» **Work required**
Each entry that follows must be output without any deviation.

» **Data provided**
** Start **
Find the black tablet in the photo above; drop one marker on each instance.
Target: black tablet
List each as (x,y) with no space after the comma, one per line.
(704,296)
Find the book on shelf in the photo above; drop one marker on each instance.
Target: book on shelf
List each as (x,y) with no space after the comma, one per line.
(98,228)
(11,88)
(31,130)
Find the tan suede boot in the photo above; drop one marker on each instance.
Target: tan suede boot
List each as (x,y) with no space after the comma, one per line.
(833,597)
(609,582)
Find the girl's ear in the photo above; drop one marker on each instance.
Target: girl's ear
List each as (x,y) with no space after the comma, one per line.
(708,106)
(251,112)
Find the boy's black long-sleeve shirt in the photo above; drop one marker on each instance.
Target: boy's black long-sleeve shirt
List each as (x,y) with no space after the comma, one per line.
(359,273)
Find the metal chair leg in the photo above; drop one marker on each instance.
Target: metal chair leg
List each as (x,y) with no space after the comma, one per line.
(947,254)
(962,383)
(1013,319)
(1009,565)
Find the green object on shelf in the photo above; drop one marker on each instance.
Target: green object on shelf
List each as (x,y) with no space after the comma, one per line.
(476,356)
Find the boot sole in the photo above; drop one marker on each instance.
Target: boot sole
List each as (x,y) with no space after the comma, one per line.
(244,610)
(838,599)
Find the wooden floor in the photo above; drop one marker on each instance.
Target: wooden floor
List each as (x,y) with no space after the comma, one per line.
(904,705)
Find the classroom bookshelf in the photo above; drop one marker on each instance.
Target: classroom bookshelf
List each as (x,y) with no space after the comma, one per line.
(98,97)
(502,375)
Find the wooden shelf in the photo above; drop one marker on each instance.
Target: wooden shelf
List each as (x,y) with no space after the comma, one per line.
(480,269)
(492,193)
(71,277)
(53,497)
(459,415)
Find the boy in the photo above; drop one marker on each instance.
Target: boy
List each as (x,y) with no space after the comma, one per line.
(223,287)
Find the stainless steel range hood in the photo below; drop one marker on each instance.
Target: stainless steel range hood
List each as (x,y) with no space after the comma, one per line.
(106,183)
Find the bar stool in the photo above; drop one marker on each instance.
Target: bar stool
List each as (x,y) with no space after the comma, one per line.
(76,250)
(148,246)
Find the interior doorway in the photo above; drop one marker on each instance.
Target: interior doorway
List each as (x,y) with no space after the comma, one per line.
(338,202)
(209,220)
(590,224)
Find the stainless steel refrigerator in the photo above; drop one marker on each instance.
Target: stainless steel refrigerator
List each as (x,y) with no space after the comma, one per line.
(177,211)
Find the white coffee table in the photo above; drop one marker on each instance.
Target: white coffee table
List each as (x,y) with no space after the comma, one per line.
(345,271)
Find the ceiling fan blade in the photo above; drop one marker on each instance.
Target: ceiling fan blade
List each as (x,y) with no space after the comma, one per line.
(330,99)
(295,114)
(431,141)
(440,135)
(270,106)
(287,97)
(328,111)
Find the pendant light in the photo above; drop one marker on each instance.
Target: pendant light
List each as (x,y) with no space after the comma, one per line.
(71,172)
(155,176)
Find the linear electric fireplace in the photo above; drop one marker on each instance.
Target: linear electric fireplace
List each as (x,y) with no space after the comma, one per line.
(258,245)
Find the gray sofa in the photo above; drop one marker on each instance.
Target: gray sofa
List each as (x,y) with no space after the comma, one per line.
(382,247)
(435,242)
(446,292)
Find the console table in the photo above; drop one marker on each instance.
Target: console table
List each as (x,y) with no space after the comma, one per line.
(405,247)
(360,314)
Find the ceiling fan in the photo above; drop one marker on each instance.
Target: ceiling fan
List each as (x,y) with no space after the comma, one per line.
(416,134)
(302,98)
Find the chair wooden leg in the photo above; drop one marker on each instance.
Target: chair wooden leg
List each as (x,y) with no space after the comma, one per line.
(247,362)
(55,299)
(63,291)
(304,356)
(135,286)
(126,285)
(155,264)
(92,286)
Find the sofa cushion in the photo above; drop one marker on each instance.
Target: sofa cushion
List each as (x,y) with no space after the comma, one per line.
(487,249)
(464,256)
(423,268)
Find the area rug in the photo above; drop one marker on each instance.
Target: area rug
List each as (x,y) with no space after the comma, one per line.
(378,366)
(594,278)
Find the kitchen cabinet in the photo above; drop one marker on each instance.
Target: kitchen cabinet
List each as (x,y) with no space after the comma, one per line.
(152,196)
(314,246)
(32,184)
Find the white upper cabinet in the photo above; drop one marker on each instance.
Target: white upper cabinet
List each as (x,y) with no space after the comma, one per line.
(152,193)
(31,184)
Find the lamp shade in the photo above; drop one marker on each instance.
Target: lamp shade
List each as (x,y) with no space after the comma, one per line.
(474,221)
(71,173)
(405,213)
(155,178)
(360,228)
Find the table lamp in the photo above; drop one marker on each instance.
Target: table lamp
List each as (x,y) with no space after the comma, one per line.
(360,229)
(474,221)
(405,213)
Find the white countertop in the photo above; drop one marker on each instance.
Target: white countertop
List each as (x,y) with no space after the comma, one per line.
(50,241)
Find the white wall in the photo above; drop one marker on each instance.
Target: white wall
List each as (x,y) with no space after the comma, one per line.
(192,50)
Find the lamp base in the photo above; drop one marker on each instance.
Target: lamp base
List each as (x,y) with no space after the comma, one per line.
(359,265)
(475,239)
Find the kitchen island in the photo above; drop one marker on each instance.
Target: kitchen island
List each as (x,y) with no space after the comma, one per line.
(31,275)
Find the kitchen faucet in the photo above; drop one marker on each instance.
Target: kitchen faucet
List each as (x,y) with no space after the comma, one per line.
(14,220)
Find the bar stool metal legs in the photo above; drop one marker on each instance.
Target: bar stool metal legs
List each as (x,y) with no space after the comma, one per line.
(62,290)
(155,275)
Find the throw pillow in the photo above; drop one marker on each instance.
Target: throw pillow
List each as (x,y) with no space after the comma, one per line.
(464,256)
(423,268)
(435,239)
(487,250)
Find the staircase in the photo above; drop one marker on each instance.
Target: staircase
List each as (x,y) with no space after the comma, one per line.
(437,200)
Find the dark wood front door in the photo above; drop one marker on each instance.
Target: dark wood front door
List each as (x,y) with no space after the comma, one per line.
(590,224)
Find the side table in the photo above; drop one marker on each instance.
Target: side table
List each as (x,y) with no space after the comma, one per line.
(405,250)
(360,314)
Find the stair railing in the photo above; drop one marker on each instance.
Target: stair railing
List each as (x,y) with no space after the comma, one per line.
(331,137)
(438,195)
** End **
» **Expected output**
Find the black tablet in the photo above; drop one marker on each instance.
Target: black tablet
List each as (x,y) with no space after the comma, one per line.
(704,296)
Find the book on shelf in the photo above; drop one marker on each instance.
Target: book on shelf
List each as (x,y) with no space after the comma, one per line.
(98,228)
(11,88)
(31,130)
Find the tan suede boot in the photo above; drop one marker on each instance.
Target: tan suede boot
List each as (x,y) with no space after the comma, one per line.
(833,597)
(609,582)
Find the girl's ear in the photo above; drop one marker on each instance.
Target: girl's ear
List each as (x,y) with no space after the comma, one per line.
(708,106)
(251,112)
Find the boy's black long-sleeve shirt in the photo above; drop one marker on each instance.
Target: boy's black long-sleeve shirt
List each as (x,y) with no space after the comma, one per line.
(359,273)
Find the metal chair leg in the photo above; drop one marker on each instance.
Target: metal chair leg
List each as (x,y) with no space after the comma, one per line.
(947,254)
(962,383)
(1013,319)
(1009,565)
Find the green object on shelf in the photo above; drop one marker on each instance.
Target: green object on shelf
List each as (x,y) with no space after the comma, one per line.
(476,356)
Find the boot sole in the photo above; drop one marker on each instance.
Target: boot sole
List each as (x,y) with no space after the comma, one per line.
(244,610)
(838,599)
Find the wooden floor in the photo above; drop one marker on each instance.
Target: wooden floor
List each as (x,y) with no space after the comma, one per line.
(904,705)
Find the classroom bookshelf in the photo above; drop one marker on each instance.
Target: classroom bookshelf
List each as (x,y) with no space after the comma, one per line.
(98,97)
(502,375)
Find the wooden shelf in the photo above; drop one marker on each instance.
Target: wooden shelf
List each as (x,y) with no space after the comma, one per line.
(480,269)
(492,193)
(71,277)
(53,497)
(459,415)
Find the boy in the photo above; drop one marker on each instance.
Target: boy
List each as (x,y) with no space after the comma, one per line.
(223,287)
Find the stainless steel range hood in the photo below; drop one marker on each instance.
Target: stainless steel range hood
List each as (x,y) with no space after the comma, one per line.
(106,183)
Find the bar stool in the photo above; drop one marker on each instance.
Target: bar stool
List each as (x,y) with no space after the comma, one per line.
(76,250)
(148,246)
Find the interior doorway in the photo above; drop one marker on each instance.
Target: interior doorway
List each as (x,y) with no space after the comma, one per line.
(338,202)
(209,220)
(590,224)
Find the stainless steel refrigerator in the photo above; drop one marker on each instance.
Target: stainless steel refrigerator
List each as (x,y) with no space after the comma, one per line.
(177,211)
Find the white coffee table in the photo above; drop one marker on each instance.
Target: white coffee table
List each as (x,y) with no space after the comma, one per line.
(345,271)
Find the ceiling fan blade in the photo above; drop one marker on each instance.
Target: ceiling fan blade
List each as (x,y) with no space after the comma, one per line.
(330,99)
(295,114)
(431,141)
(440,135)
(270,106)
(287,97)
(328,111)
Find the pendant light in the photo above; drop one marker on each instance.
Target: pendant light
List each as (x,y) with no space after the comma, one per line.
(71,172)
(155,176)
Find the linear electric fireplace in the photo above; drop one marker on each instance.
Target: linear electric fireplace
List each as (x,y) with no space after the comma, one per line.
(258,245)
Find the gray sofa in the photo above; drop one marker on each instance.
Target: gray sofa
List each as (x,y) with no space after the comma, one per line.
(382,247)
(435,242)
(446,292)
Find the console table in the photo above; drop one marker on each instance.
Target: console table
List each as (x,y) with no space after the comma, one per line.
(405,247)
(360,314)
Find the ceiling fan in the photo above; drop one marker on each instance.
Target: ceiling fan
List each as (x,y) with no space after the comma, one per line.
(416,134)
(302,98)
Find the chair wooden leg in the photo above; drop one marker on each instance.
Target: chair wooden leg
List each as (x,y) with no space after the comma, one per line.
(247,362)
(55,299)
(63,291)
(304,356)
(135,286)
(126,285)
(155,264)
(92,286)
Find the sofa cushion in the photo above; drop one marker on each instance.
Target: sofa cushion
List each as (x,y) with no space after the comma, one per line.
(487,249)
(464,256)
(423,268)
Find the area rug in the photo above; drop one marker on each instance.
Target: area rug
List each as (x,y) with no space after the comma, one per line.
(378,366)
(594,278)
Find the kitchen cabinet in the photo above; drop one marker on each instance.
Target: kitchen cabinet
List each as (x,y) with no space after the comma, one per line.
(152,196)
(314,246)
(32,184)
Find the white upper cabinet in the photo above; drop one marker on each instance.
Target: white upper cabinet
List each as (x,y) with no space after the comma, one per line.
(152,193)
(31,184)
Find the lamp shade in the photo above; drop one marker on each instance.
Target: lamp shade
List each as (x,y) with no space after the comma, one per line.
(474,221)
(71,173)
(405,213)
(155,178)
(360,228)
Find the table lamp in the photo above; drop one marker on each instance.
Target: table lamp
List each as (x,y) with no space after the comma, one per line.
(360,229)
(474,221)
(405,213)
Find the white countertop in the photo above; drop one marker on each instance.
Target: white countertop
List each as (x,y) with no space after the comma, one per line.
(50,241)
Find the white wall in the photo above; drop one marker on each instance.
Target: white wall
List each as (x,y) with no space after the comma, one per line.
(192,50)
Find the lamp base in the photo above; drop one marker on each instance.
Target: lamp base
List each as (x,y) with no space after the comma, one per line.
(359,265)
(475,239)
Find the kitchen island in the photo above; drop one marker on each instance.
Target: kitchen island
List each as (x,y) with no space after the comma, one per line.
(31,275)
Find the kitchen faucet in the photo above; drop one marker on each instance.
Target: kitchen faucet
List each as (x,y) with no space after the comma, one per line.
(14,220)
Find the bar stool metal legs in the photo above; drop one marker on each instance.
Target: bar stool metal legs
List each as (x,y) with no space after the comma, one per line.
(62,290)
(155,275)
Find the throw pillow in the photo above; drop one marker on each instance.
Target: throw pillow
List each as (x,y) with no space after the comma, one per line.
(464,256)
(423,268)
(435,239)
(487,250)
Find the staircase in the photo above; drop one marker on each instance.
Target: staircase
List each as (x,y) with no space after the comma, one per line.
(437,200)
Find the dark wood front door in the photo above; drop one marker on each instance.
Target: dark wood front door
List each as (x,y) with no space after the comma, one per line.
(590,224)
Find the side table in the photo above; drop one marker on each instance.
Target: side table
List each as (x,y) with no space after the comma, one per line.
(405,250)
(360,314)
Find the stair railing in the photo above; drop one marker on each instance.
Target: stair railing
List each as (x,y) with no space after the comma, one per line.
(331,137)
(438,195)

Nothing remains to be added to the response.